Records:
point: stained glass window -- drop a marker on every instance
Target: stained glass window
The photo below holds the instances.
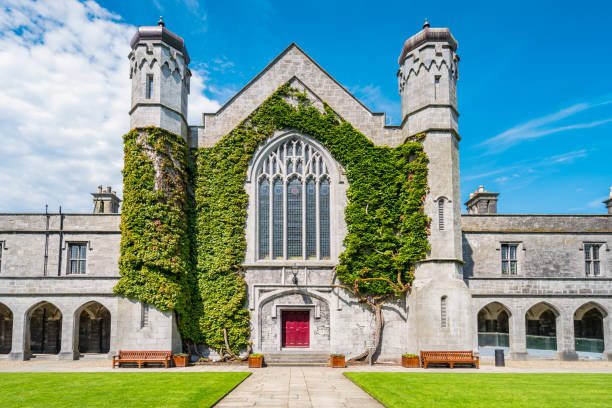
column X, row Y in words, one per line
column 324, row 218
column 299, row 211
column 77, row 257
column 277, row 220
column 591, row 259
column 311, row 219
column 441, row 214
column 509, row 260
column 264, row 219
column 294, row 219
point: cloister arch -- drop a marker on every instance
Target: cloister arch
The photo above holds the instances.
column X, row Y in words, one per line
column 541, row 326
column 589, row 328
column 44, row 328
column 92, row 328
column 6, row 329
column 494, row 325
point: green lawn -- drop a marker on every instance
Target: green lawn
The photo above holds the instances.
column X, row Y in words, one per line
column 474, row 390
column 153, row 389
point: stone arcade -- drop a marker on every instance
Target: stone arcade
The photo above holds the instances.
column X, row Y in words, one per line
column 533, row 284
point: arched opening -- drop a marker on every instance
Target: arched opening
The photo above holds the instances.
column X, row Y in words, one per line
column 292, row 189
column 94, row 329
column 494, row 326
column 6, row 329
column 541, row 325
column 588, row 328
column 45, row 323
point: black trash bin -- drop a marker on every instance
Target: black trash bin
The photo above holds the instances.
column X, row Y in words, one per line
column 499, row 358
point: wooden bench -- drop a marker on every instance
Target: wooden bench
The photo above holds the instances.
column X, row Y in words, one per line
column 142, row 357
column 449, row 357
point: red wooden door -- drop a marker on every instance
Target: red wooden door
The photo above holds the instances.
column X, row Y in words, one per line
column 296, row 328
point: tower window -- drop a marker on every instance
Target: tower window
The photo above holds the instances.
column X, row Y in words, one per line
column 77, row 258
column 144, row 315
column 443, row 313
column 298, row 204
column 509, row 261
column 591, row 259
column 149, row 90
column 441, row 214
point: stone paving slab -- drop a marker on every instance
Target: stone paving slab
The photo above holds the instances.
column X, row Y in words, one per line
column 298, row 387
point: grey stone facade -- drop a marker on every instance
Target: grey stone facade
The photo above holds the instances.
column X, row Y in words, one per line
column 460, row 294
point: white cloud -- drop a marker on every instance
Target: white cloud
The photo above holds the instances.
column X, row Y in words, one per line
column 64, row 102
column 198, row 103
column 542, row 126
column 529, row 167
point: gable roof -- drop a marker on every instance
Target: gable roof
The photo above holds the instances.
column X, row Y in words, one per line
column 293, row 62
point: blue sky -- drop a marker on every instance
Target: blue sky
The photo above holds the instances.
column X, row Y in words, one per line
column 535, row 90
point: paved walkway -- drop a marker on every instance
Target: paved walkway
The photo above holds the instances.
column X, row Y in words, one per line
column 298, row 387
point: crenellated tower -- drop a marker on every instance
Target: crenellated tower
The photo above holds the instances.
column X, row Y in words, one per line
column 440, row 302
column 428, row 88
column 160, row 79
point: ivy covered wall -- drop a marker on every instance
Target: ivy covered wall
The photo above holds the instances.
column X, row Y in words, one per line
column 387, row 229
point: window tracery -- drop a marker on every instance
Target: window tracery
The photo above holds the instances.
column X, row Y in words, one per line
column 296, row 209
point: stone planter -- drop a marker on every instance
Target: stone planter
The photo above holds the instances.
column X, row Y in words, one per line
column 256, row 361
column 410, row 362
column 180, row 360
column 337, row 361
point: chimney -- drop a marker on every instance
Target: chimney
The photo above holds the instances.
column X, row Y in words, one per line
column 608, row 202
column 105, row 201
column 482, row 202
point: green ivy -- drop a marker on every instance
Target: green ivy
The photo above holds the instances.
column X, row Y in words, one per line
column 387, row 229
column 156, row 255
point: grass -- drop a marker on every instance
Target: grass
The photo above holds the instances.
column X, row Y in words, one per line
column 442, row 390
column 153, row 389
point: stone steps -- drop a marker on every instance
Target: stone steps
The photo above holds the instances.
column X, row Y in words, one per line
column 296, row 359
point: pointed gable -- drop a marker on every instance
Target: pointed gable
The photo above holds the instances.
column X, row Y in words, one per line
column 291, row 65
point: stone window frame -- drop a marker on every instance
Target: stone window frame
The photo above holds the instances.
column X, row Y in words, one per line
column 520, row 249
column 2, row 250
column 145, row 311
column 67, row 247
column 337, row 201
column 589, row 262
column 444, row 312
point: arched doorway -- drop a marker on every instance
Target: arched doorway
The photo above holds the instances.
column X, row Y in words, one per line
column 45, row 323
column 588, row 328
column 94, row 328
column 6, row 329
column 494, row 326
column 541, row 327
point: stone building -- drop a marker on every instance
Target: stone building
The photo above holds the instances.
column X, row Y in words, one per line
column 535, row 285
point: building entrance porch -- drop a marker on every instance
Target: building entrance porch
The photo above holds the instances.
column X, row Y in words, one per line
column 295, row 328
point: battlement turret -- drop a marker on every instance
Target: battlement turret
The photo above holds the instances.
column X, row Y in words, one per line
column 160, row 79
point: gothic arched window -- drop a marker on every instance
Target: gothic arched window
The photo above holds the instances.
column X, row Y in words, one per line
column 441, row 214
column 293, row 215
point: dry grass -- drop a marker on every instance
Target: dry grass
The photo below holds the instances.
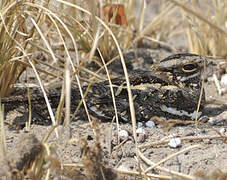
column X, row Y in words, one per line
column 206, row 31
column 73, row 34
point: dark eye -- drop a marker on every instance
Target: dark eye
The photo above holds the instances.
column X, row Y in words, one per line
column 189, row 67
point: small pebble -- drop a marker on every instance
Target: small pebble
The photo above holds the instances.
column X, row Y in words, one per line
column 174, row 142
column 224, row 80
column 123, row 134
column 150, row 123
column 140, row 131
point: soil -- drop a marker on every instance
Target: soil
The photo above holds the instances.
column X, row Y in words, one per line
column 208, row 156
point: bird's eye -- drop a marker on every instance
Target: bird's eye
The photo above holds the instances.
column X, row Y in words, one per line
column 189, row 67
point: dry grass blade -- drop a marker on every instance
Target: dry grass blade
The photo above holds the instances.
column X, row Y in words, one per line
column 206, row 26
column 46, row 98
column 3, row 146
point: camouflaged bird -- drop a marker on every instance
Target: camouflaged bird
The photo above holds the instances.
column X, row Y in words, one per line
column 171, row 90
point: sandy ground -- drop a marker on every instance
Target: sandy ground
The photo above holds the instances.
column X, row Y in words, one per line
column 208, row 154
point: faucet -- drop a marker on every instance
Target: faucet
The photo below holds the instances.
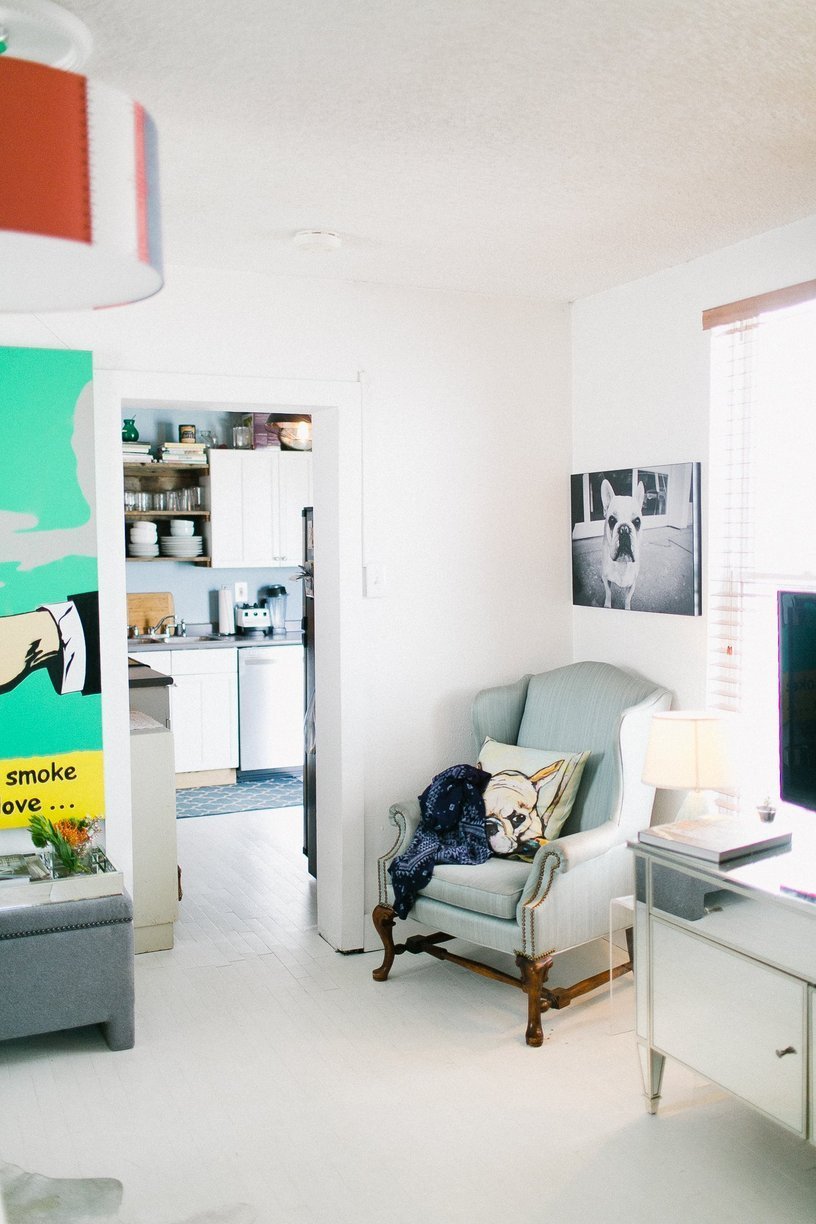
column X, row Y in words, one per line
column 155, row 630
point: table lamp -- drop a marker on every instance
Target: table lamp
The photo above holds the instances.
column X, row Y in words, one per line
column 688, row 749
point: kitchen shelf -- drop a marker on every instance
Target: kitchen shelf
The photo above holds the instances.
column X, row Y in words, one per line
column 166, row 514
column 138, row 469
column 181, row 561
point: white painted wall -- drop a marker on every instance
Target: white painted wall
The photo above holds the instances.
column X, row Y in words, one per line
column 640, row 378
column 465, row 455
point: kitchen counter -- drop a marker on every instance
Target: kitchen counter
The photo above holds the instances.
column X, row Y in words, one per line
column 141, row 676
column 294, row 638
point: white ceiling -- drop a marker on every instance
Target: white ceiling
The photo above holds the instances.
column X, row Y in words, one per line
column 541, row 147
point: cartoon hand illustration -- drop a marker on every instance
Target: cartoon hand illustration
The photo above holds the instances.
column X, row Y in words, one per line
column 61, row 637
column 27, row 641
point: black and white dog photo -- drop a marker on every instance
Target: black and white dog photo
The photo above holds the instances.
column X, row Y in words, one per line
column 636, row 539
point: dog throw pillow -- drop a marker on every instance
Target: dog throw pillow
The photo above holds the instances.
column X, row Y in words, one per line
column 530, row 794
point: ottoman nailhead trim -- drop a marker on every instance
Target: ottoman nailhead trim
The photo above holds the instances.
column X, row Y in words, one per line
column 59, row 930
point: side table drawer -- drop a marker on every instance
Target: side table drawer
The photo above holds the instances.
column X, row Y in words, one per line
column 727, row 1016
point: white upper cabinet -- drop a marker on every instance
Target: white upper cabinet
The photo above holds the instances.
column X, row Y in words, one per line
column 256, row 498
column 295, row 492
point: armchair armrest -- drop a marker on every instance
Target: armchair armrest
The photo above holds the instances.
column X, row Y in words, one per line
column 553, row 924
column 589, row 843
column 406, row 818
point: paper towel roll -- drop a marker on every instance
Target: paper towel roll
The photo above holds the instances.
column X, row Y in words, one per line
column 225, row 611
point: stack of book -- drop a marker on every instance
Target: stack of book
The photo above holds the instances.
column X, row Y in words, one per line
column 136, row 452
column 184, row 452
column 715, row 840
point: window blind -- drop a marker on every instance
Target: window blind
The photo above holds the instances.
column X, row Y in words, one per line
column 762, row 442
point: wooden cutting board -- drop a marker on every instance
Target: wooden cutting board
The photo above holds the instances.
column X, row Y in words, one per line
column 147, row 608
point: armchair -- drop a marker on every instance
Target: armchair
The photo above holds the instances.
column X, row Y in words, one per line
column 535, row 911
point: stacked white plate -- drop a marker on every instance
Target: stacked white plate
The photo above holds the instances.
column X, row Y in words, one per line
column 181, row 547
column 143, row 540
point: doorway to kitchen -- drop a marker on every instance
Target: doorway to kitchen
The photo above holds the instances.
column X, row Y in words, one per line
column 335, row 411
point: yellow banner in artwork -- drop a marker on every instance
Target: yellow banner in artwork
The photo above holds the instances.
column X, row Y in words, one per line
column 61, row 785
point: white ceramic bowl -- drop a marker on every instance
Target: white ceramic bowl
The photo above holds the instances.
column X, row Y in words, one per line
column 181, row 526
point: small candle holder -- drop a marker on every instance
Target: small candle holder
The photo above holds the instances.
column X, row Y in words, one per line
column 766, row 812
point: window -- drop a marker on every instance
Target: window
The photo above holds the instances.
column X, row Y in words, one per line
column 762, row 522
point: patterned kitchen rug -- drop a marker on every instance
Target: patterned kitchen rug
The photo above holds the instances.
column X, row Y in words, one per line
column 281, row 791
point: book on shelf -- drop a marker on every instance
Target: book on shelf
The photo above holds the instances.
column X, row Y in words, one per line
column 713, row 840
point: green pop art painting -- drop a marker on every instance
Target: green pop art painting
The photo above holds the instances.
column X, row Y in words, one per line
column 50, row 708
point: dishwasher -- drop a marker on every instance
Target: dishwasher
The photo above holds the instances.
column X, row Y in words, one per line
column 270, row 709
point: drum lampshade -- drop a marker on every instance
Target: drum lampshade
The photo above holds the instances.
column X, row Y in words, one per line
column 78, row 192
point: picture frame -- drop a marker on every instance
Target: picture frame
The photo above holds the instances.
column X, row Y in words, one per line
column 636, row 539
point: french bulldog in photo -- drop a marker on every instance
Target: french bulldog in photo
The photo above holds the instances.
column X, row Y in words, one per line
column 510, row 801
column 622, row 528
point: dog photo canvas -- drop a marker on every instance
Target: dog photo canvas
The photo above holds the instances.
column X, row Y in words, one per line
column 636, row 539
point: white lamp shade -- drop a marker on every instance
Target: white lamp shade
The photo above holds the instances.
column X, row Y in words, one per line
column 78, row 192
column 688, row 750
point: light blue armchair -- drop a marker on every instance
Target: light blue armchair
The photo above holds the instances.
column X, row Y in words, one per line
column 562, row 899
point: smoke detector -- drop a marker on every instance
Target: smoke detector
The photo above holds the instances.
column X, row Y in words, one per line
column 318, row 241
column 45, row 33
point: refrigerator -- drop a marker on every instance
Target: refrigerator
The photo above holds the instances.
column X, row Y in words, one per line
column 310, row 737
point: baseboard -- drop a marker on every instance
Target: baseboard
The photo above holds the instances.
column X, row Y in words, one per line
column 206, row 777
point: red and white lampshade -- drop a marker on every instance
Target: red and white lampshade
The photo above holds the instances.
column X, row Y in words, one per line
column 78, row 192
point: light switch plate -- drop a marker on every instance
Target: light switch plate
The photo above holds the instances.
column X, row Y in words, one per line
column 374, row 580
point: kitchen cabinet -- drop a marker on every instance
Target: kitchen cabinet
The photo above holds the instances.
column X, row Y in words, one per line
column 256, row 498
column 153, row 798
column 203, row 705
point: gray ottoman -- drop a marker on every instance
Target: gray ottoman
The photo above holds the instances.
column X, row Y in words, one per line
column 67, row 963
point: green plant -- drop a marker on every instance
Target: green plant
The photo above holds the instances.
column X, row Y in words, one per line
column 70, row 839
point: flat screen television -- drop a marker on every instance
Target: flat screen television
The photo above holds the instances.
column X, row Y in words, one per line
column 798, row 698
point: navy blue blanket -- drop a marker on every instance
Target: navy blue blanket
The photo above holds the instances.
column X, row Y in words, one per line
column 452, row 830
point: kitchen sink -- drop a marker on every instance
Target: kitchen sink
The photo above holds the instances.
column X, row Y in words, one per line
column 144, row 639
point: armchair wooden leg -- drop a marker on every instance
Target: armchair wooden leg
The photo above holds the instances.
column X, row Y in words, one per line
column 534, row 974
column 384, row 918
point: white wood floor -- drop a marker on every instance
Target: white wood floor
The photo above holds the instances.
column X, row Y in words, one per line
column 273, row 1082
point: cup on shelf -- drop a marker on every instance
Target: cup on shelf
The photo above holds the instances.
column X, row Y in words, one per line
column 181, row 526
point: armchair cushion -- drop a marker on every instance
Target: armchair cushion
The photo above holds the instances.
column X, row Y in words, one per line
column 492, row 889
column 530, row 794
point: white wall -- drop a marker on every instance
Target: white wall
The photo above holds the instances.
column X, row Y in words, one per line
column 466, row 455
column 640, row 378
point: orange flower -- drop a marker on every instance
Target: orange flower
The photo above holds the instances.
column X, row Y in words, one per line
column 74, row 834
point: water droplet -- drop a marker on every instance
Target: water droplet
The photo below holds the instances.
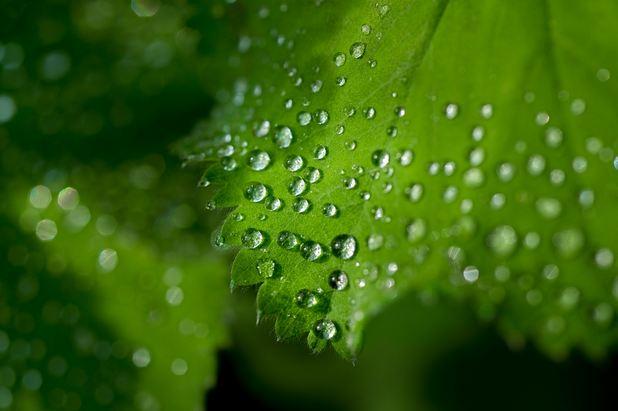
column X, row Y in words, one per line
column 451, row 111
column 262, row 128
column 316, row 86
column 303, row 118
column 306, row 298
column 536, row 164
column 553, row 137
column 256, row 192
column 320, row 152
column 258, row 160
column 294, row 163
column 283, row 137
column 350, row 183
column 274, row 204
column 474, row 177
column 253, row 238
column 301, row 205
column 370, row 113
column 344, row 246
column 321, row 116
column 338, row 280
column 471, row 274
column 330, row 210
column 406, row 157
column 312, row 251
column 357, row 50
column 288, row 240
column 108, row 259
column 339, row 59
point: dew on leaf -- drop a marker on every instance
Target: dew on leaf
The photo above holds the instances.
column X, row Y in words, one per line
column 301, row 205
column 471, row 274
column 312, row 251
column 253, row 238
column 256, row 192
column 474, row 177
column 536, row 164
column 262, row 128
column 344, row 246
column 274, row 204
column 321, row 116
column 288, row 240
column 320, row 152
column 294, row 163
column 451, row 111
column 339, row 59
column 487, row 111
column 330, row 210
column 303, row 118
column 258, row 160
column 306, row 298
column 369, row 112
column 283, row 137
column 357, row 50
column 338, row 280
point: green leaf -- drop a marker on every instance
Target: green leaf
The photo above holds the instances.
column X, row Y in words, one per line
column 123, row 251
column 464, row 148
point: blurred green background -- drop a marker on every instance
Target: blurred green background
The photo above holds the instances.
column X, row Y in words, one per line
column 111, row 296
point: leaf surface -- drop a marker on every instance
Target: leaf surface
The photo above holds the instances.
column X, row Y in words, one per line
column 455, row 147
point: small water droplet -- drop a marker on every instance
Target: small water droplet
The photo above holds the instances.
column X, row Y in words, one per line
column 256, row 192
column 451, row 111
column 253, row 238
column 258, row 160
column 338, row 280
column 357, row 50
column 344, row 246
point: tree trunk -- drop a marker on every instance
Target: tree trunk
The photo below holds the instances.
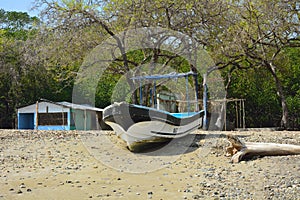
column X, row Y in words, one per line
column 285, row 113
column 238, row 149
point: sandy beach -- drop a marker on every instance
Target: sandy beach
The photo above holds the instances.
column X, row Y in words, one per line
column 97, row 165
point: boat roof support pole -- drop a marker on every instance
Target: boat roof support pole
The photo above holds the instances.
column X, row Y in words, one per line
column 187, row 92
column 141, row 93
column 205, row 125
column 196, row 91
column 154, row 95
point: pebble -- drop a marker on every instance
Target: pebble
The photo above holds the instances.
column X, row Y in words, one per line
column 192, row 176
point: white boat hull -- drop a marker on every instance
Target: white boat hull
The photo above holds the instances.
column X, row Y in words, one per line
column 138, row 132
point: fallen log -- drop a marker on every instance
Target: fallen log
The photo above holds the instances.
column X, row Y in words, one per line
column 239, row 149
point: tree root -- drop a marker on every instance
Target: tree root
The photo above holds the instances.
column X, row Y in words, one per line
column 239, row 149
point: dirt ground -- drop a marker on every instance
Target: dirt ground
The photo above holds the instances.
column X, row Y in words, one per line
column 97, row 165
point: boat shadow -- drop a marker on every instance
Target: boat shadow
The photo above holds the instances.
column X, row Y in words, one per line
column 190, row 143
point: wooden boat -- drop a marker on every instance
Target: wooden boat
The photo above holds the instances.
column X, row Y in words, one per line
column 140, row 126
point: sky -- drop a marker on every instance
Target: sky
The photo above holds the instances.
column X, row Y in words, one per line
column 18, row 5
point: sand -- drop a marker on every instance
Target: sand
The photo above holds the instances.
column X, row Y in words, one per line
column 97, row 165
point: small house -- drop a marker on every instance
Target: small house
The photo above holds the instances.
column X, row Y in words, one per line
column 46, row 115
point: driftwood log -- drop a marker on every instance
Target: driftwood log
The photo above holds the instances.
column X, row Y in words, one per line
column 239, row 149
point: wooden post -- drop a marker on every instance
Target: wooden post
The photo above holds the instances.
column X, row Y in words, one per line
column 36, row 115
column 244, row 122
column 85, row 120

> _Directions_
Output an exact copy of the lines beginning at the one that holds "point: dirt ground" and running through the final line of the records.

> _Problem solution_
point: dirt ground -- drop a marker on every instance
Target: dirt ground
The photo above holds the instances.
column X, row Y in words, one per line
column 97, row 165
point: boat shadow -- drop a marker on every instance
Target: boat shadow
The photo above holds the instances.
column X, row Y in words, one per line
column 190, row 143
point: wooden boat -- drop a marker on every instance
Target: wooden boat
The photo above holds the instances.
column X, row Y in words, one per line
column 140, row 126
point: sky -- drop a marker on every instance
Target: sky
The photo above holds the instances.
column X, row Y in words, one per line
column 18, row 5
point: sand -- drop a marker on every instance
Target: sand
The photo above holds the instances.
column X, row Y in words, one per line
column 97, row 165
point: small house -- drop a marker on every instance
Target: small house
The photo above holds the instances.
column X, row Y in words, one per line
column 46, row 115
point: driftwood log -- drop a marker on every instance
Target: driftwood log
The photo above holds the instances.
column X, row Y in words, one per line
column 239, row 149
point: wooden post -- drop a marker on every instance
Target: wooden post
The photo above holds the instances.
column X, row Y in words, one per line
column 36, row 115
column 244, row 122
column 85, row 120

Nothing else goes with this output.